◆ GIVEN PASSAGE
— start —

From 0a7497fba6586f8b944317bf325cf7fb1a73b5fc Mon Sep 17 00:00:00 2001
From: Stuart Longland <me@vk4msl.id.au>
Date: Sun, 15 Oct 2017 08:32:18 +1000
Subject: [PATCH] Handle entries that have no HTML content.

Some sites, notably ABC News, provide just plain-text content or a
practically identical HTML summary, resulting in neither appearing on
the feed.  This checks the output of the HTML content extraction and
falls back to the summary if that comes up empty.
---
 tornadonews/tornadonews.py | 9 +++++++--
 1 file changed, 7 insertions(+), 2 deletions(-)

diff --git a/tornadonews/tornadonews.py b/tornadonews/tornadonews.py
index 6fd815d..f7ea612 100644
--- a/tornadonews/tornadonews.py
+++ b/tornadonews/tornadonews.py
@@ -69,10 +69,15 @@ class FeedEntry(object):
         Parse the feedparser-generated entry dict and return a FeedEntry
         object from it.
         """

— end —

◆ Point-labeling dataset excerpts
— start —

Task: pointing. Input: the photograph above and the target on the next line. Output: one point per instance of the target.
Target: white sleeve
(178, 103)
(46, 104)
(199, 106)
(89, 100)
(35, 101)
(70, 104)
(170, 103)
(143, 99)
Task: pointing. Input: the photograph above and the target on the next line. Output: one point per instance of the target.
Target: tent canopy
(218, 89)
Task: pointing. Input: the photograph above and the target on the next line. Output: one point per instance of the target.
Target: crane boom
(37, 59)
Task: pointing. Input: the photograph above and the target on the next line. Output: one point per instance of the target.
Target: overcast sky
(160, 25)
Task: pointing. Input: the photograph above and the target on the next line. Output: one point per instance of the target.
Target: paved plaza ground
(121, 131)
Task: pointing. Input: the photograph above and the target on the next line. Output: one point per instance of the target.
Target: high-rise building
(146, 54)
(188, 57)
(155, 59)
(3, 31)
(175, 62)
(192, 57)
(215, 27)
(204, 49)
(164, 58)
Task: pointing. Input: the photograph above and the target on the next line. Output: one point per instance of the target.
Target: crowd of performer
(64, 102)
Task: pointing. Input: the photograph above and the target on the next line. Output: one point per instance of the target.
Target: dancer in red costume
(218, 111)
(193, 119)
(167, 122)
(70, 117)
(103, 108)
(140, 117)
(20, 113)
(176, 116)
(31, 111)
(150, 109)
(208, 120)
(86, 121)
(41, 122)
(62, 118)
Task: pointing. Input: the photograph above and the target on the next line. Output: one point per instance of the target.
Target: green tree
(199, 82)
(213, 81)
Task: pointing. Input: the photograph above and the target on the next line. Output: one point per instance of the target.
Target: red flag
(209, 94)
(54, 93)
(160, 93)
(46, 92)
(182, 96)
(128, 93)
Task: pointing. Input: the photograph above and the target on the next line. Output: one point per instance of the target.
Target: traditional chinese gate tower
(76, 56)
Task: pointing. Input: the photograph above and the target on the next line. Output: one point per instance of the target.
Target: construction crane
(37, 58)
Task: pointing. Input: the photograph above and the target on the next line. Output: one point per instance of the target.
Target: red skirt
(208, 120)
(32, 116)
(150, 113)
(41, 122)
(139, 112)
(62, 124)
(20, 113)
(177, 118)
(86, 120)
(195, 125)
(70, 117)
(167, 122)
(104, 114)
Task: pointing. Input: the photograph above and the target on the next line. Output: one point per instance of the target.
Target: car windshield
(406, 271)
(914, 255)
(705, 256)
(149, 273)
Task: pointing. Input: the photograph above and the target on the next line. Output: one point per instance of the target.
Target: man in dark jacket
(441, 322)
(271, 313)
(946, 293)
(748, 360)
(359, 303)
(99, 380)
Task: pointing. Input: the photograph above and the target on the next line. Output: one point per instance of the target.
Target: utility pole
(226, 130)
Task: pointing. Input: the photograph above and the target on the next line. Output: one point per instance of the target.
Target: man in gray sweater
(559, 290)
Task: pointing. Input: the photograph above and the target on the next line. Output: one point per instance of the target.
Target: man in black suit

— end —

Write out the patch from "From 0a7497fba6586f8b944317bf325cf7fb1a73b5fc Mon" up to and including "insertions(+), 2 deletions(-)", replacing "summary" with "excerpt" wherever it occurs. This material was taken from a separate source.

◆ COMPLETE RESPONSE
From 0a7497fba6586f8b944317bf325cf7fb1a73b5fc Mon Sep 17 00:00:00 2001
From: Stuart Longland <me@vk4msl.id.au>
Date: Sun, 15 Oct 2017 08:32:18 +1000
Subject: [PATCH] Handle entries that have no HTML content.

Some sites, notably ABC News, provide just plain-text content or a
practically identical HTML excerpt, resulting in neither appearing on
the feed.  This checks the output of the HTML content extraction and
falls back to the excerpt if that comes up empty.
---
 tornadonews/tornadonews.py | 9 +++++++--
 1 file changed, 7 insertions(+), 2 deletions(-)